*Document text*.
--- START ---
The nuclear meltdown at Chernobyl 20 years ago this month, even more
than my launch of perestroika, was perhaps the real cause of the
collapse of the Soviet Union five years later. Indeed, the Chernobyl
catastrophe was an historic turning point: there was the era before
the disaster, and there is the very different era that has followed.
The Chernobyl disaster, more than anything else, opened the
possibility of much greater freedom of expression, to the point that
the system as we knew it could no longer continue. It made absolutely
clear how important it was to continue the policy of glasnost, and I
must say that I started to think about time in terms of pre-Chernobyl
and post-Chernobyl.
The price of the Chernobyl catastrophe was overwhelming, not only in
human terms, but also economically. Even today, the legacy of
Chernobyl affects the economies of Russia, Ukraine, and Belarus.
This is a quote from Gorbachev's book I obtained online here. This would suggest Gorbachev is discussing the existential costs of the accident as much as the remediation/medical costs when assessing it's weight as an input on the dissolution of the USSR. I have read elsewhere he explains that USSR was at the time being stretched fiscally and economically — not by SDI — but by the war in Afghanistan.
--- END ---
*Activities*.
[1] Reproduce the stretch of the Chernobyl passage from "The Chernobyl disaster, more" through "and post-Chernobyl." word for word.
[2] Which countries' economies does the Chernobyl passage say are still affected by the disaster's legacy?
Rely only on the Chernobyl passage for the answers.

*Data extract*.
--- START ---
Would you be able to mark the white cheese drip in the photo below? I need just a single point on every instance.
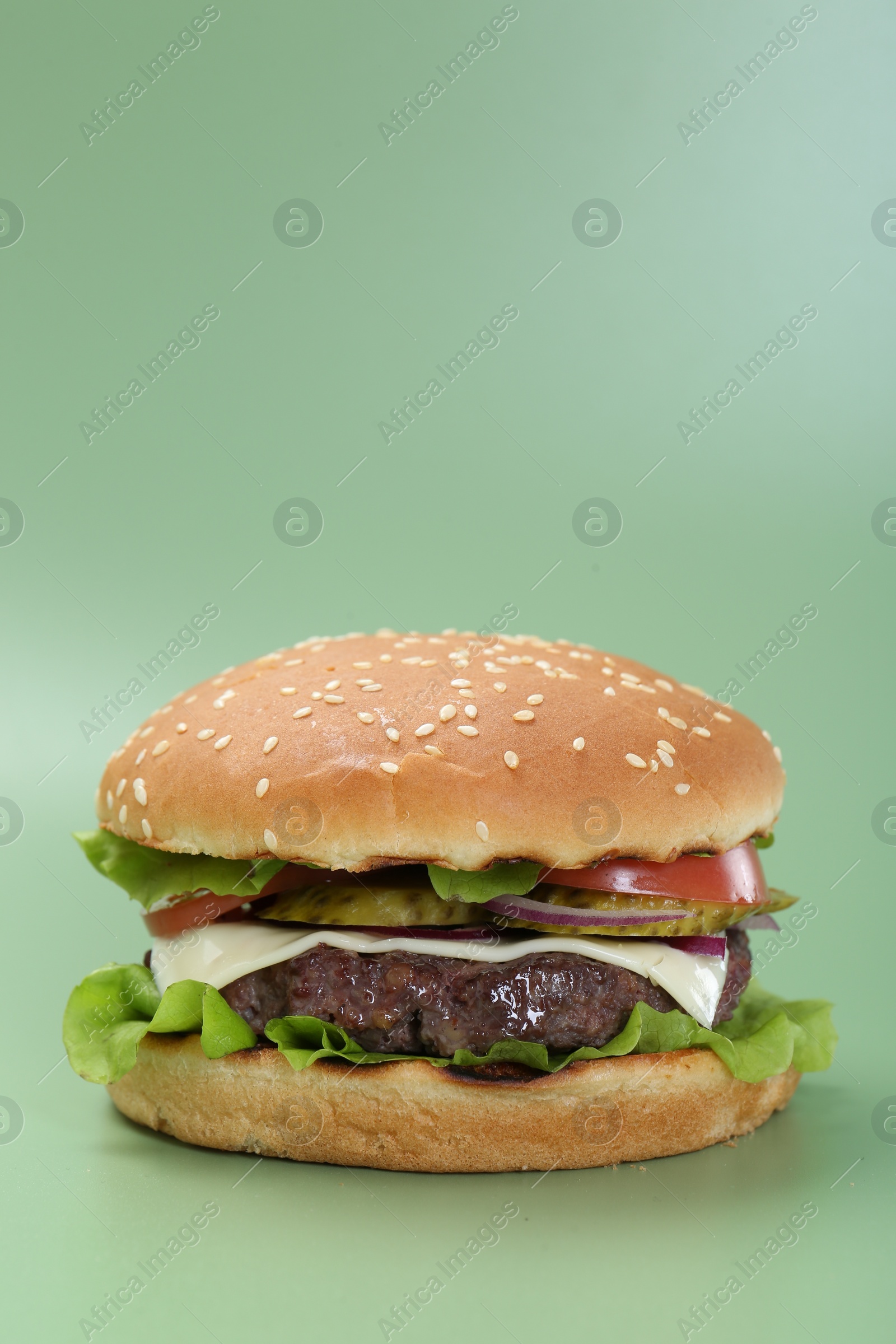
(225, 952)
--- END ---
*Results by task*.
[1]
The Chernobyl disaster, more than anything else, opened the
possibility of much greater freedom of expression, to the point that
the system as we knew it could no longer continue. It made absolutely
clear how important it was to continue the policy of glasnost, and I
must say that I started to think about time in terms of pre-Chernobyl
and post-Chernobyl.

[2] Russia, Ukraine, and Belarus.